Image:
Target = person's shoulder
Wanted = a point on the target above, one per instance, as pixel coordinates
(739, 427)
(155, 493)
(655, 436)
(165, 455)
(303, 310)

--

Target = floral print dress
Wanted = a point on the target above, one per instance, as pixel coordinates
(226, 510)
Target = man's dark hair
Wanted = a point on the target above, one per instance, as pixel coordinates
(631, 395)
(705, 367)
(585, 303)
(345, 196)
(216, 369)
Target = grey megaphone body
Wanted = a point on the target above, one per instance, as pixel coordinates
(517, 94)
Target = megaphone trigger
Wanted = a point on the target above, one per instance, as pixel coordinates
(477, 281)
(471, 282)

◆ **Task statement**
The answer must be every line from the records above that contains "megaphone".

◆ **Exercise output**
Target = grey megaphone body
Target = megaphone trigger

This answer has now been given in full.